__Task objective__.
Count the lines in the rows below that contain the word "leaf". Give only the number.

__Data provided__.
---+---

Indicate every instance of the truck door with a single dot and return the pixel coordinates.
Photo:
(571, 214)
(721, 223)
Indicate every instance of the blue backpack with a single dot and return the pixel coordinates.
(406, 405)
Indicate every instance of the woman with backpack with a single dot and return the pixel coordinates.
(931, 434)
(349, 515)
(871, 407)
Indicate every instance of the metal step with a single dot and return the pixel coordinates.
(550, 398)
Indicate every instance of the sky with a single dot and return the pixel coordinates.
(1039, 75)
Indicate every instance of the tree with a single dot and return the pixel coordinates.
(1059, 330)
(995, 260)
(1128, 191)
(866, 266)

---+---

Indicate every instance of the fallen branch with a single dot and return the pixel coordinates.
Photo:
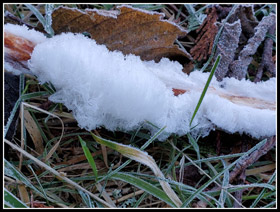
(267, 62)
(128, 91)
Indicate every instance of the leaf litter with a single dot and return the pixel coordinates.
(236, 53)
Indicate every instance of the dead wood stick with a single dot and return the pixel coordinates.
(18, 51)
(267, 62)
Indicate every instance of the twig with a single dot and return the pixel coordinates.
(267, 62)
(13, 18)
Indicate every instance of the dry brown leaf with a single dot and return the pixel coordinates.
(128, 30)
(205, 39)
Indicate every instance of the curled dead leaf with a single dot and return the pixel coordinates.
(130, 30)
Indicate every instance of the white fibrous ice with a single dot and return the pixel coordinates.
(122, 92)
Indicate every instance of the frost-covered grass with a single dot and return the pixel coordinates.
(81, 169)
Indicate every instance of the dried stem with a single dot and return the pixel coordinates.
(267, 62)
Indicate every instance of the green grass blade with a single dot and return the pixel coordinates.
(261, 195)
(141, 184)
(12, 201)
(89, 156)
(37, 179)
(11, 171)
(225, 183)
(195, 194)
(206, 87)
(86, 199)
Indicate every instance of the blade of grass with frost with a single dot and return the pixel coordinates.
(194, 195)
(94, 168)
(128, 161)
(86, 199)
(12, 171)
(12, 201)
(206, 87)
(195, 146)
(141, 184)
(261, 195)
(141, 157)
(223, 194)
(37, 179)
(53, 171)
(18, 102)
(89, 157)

---+---

__Finished answer__.
3